▸ **Given passage**:
..............................

State ex rel. Utilities Commission v. M.L. Hatcher Pickup & Delivery Services, Inc., 47 N.C. App. 418 (1980)

July 1, 1980 · North Carolina Court of Appeals · No. 7910UC750
47 N.C. App. 418

STATE OF NORTH CAROLINA Ex Rel., UTILITIES COMMISSION and CONTRACT TRANSPORTER, INC. v M.L. HATCHER PICKUP & DELIVERY SERVICES, INC.

No. 7910UC750

(Filed 1 July 1980)

1. Carriers § 2.7- contract carrier authority - sufficiency of proof

An applicant for authority to operate as a contract carrier under contract with Reynolds Metal Company to transport metal containers between the Reynolds Plant in Salisbury and warehouses in this State to all intrastate points met its burden under NCUC Rule R2-15(b) of proving (1) that Reynolds has a need for a specific type of service and (3) that such service is not otherwise available by existing means of transportation where there was evidence tending to show that the container industry is very competitive and Reynolds needs a carrier with statewide authority; specialized equipment and a carrier with expertise in handling such equipment are necessary to transport the containers; Reynolds needs a carrier which can dedicate equipment to its exclusive use for extended periods of time; protestant common carrier does not have statewide authority and is thus incapable of furnishing the required service; and the type of dedication of equipment which Reynolds needs is not consistent with the concept of common carriage such that protestant can provide the needed service.

2. Carriers § 2.7- contract carrier permit - effect on common carrier

The fact that the grant of authority to applicant to operate as a contract carrier for a can manufacturer will result in denying protestant common carrier the future opportunity to transport the manufacturer’s cans does not compel a determination that the grant of such authority will unreasonably impair the efficient service of protestant as a common carrier within the meaning of G.S. 62-262(i).

Appeal by protestant from Final Order of the Utilities Commission in Docket No. T-1672, Sub. 2 entered 10 April 1979. Heard in the Court of Appeals 28 February 1980.

*419This is an appeal from an order of the Utilities Commission approving the application of Contract Transporter, Inc. for contract carrier authority.

..............................

▸ **Dataset section**:
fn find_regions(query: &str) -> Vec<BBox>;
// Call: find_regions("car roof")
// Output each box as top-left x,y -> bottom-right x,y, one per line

..............................

▸ **Objective**:
Reproduce the part of the court decision that opens with the words containing "2. Carriers §" and closes with "of G.S. 62-262(i).", replacing "can manufacturer" with "metal container manufacturer" wherever it appears.

▸ **Written solution**:
2. Carriers § 2.7- contract carrier permit - effect on common carrier

The fact that the grant of authority to applicant to operate as a contract carrier for a metal container manufacturer will result in denying protestant common carrier the future opportunity to transport the manufacturer’s cans does not compel a determination that the grant of such authority will unreasonably impair the efficient service of protestant as a common carrier within the meaning of G.S. 62-262(i).